**Énoncé 1**
D'après la page sur l'exposition Patrick Zachmann, répondez brièvement :
(a) Dans quel musée l'exposition a-t-elle lieu, et jusqu'à quelle date ?
(b) Qui commente l'exposition ?
(c) Sur quelle esthétique la page invite-t-elle à s'interroger ?

··· Page ···

L’archéologie du voir. Sur les voyages de mémoire de Patrick Zachmann

Comment photographier l’identité juive ? Celle qui a disparu, celle qui se dérobe et celle qui se revendique ? Ces questions sont au cœur de l’exposition de l’œuvre du grand photographe Patrick Zachmann, au Musée d’Art et d’Histoire du judaïsme jusqu’au 6 mars prochain et que commente ici Avishag Zafrani. L’occasion de voyager entre les récits silencieux des images en quête de généalogies invisibles. L’occasion, aussi, de s’interroger sur une esthétique de la mémoire.

··· Données d'entrée ···

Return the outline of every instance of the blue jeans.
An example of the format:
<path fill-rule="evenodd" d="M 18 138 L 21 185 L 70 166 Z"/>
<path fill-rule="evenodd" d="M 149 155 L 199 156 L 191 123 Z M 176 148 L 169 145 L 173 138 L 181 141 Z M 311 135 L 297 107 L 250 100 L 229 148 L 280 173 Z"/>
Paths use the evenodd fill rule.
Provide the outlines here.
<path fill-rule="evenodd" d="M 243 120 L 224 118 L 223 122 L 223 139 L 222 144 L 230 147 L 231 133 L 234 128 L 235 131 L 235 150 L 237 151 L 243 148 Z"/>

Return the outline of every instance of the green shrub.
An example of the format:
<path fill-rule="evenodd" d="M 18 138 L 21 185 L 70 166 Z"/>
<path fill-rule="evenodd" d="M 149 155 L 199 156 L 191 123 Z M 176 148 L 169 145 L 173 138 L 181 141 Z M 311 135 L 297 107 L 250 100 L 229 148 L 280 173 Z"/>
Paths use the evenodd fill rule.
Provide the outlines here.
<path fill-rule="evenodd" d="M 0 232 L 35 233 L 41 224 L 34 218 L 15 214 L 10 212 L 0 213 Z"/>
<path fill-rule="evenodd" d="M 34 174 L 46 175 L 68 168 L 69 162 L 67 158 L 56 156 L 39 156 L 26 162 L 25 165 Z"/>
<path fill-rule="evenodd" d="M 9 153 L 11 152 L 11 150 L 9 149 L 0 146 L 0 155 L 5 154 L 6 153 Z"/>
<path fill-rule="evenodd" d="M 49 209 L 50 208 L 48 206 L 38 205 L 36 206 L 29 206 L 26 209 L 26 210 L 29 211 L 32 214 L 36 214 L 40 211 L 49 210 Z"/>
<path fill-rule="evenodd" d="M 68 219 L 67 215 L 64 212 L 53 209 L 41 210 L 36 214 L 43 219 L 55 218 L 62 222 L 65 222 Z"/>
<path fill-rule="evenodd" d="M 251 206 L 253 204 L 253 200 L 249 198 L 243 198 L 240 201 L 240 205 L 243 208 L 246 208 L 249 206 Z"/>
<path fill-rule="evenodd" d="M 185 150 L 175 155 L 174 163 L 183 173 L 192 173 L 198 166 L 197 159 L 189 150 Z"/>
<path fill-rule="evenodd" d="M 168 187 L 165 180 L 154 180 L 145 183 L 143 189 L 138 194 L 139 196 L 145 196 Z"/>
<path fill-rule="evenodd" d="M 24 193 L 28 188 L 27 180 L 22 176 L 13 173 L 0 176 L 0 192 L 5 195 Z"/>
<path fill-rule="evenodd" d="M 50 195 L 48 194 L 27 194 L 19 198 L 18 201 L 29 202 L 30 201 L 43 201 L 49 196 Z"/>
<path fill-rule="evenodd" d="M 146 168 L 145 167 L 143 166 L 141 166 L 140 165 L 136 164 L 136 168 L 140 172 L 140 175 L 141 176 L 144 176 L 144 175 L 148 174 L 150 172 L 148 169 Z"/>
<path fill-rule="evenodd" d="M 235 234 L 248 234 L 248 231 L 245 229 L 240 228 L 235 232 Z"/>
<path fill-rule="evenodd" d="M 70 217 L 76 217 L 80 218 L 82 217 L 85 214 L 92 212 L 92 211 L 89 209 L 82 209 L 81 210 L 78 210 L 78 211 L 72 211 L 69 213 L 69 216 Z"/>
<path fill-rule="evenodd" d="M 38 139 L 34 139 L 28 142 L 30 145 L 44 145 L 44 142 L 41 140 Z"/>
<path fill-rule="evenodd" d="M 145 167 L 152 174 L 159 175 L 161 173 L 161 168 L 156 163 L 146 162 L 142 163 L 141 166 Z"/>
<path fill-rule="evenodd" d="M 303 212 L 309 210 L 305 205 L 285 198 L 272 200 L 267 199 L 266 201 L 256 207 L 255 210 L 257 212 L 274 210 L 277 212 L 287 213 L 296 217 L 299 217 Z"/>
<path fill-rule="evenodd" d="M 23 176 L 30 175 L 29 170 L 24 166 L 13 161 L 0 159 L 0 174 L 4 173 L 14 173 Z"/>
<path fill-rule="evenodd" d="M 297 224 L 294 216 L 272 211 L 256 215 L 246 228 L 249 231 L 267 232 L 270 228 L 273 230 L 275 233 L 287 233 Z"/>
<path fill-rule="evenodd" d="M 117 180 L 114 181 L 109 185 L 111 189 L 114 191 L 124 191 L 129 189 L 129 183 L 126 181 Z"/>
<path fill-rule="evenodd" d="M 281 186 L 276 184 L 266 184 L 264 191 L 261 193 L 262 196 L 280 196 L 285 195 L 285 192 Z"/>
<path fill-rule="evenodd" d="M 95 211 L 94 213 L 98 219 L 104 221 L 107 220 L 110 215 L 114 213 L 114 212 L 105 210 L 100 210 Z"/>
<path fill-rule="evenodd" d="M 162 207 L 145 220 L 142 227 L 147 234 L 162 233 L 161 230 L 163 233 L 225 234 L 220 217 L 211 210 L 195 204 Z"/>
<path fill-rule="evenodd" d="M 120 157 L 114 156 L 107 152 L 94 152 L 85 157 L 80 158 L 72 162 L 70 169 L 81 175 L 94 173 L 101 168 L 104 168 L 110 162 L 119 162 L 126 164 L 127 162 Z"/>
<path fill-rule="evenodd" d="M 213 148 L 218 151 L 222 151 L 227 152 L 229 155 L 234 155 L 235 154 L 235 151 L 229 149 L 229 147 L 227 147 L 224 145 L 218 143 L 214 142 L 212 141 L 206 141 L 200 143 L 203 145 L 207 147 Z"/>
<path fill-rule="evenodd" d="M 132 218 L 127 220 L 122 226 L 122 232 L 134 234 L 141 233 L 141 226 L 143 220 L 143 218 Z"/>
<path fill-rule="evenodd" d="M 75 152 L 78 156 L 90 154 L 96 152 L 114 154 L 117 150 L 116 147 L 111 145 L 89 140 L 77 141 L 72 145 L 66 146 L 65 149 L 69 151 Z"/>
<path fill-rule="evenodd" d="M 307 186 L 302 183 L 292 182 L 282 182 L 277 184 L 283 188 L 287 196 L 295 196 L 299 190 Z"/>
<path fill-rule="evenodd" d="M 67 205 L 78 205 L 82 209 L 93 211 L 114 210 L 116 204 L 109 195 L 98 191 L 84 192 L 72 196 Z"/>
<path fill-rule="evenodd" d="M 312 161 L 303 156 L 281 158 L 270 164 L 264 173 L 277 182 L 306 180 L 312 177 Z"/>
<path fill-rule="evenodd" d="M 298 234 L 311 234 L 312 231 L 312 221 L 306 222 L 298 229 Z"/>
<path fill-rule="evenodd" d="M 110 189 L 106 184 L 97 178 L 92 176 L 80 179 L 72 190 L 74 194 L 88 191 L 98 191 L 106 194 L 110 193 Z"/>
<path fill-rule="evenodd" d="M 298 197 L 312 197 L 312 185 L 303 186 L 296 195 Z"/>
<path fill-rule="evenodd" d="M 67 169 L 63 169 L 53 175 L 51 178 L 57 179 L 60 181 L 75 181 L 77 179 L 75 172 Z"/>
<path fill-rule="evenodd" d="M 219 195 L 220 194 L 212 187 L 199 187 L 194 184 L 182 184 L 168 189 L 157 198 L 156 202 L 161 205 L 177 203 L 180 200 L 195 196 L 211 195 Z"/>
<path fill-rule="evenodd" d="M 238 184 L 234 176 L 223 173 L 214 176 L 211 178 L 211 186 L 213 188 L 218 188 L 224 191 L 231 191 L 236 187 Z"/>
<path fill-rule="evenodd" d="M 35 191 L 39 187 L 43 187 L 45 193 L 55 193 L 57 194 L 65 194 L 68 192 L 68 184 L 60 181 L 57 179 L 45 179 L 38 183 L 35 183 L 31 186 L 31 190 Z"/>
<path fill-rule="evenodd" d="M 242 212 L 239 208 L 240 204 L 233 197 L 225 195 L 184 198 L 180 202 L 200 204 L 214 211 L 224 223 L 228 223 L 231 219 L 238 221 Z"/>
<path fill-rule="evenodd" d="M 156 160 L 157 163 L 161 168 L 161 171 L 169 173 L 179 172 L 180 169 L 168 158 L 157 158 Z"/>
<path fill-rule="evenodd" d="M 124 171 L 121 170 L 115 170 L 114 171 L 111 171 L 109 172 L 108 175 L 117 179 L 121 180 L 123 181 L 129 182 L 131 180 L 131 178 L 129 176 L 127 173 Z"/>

···

**Énoncé 2**
Dans les lignes, modifiez le passage qui va de la ligne contenant « Return the outline of every instance of the green » jusqu'à la ligne contenant « 34 174 L 46 » incluse. Remplacez « green shrub » par « green bush » sans rien changer d'autre, puis redonnez uniquement ce passage.

**Corrigé 1**
(a) Au Musée d'Art et d'Histoire du judaïsme, jusqu'au 6 mars.
(b) Avishag Zafrani.
(c) Sur une esthétique de la mémoire.

**Corrigé 2**
Return the outline of every instance of the green bush.
An example of the format:
<path fill-rule="evenodd" d="M 18 138 L 21 185 L 70 166 Z"/>
<path fill-rule="evenodd" d="M 149 155 L 199 156 L 191 123 Z M 176 148 L 169 145 L 173 138 L 181 141 Z M 311 135 L 297 107 L 250 100 L 229 148 L 280 173 Z"/>
Paths use the evenodd fill rule.
Provide the outlines here.
<path fill-rule="evenodd" d="M 0 232 L 35 233 L 41 224 L 34 218 L 15 214 L 10 212 L 0 213 Z"/>
<path fill-rule="evenodd" d="M 34 174 L 46 175 L 68 168 L 69 162 L 67 158 L 56 156 L 39 156 L 26 162 L 25 165 Z"/>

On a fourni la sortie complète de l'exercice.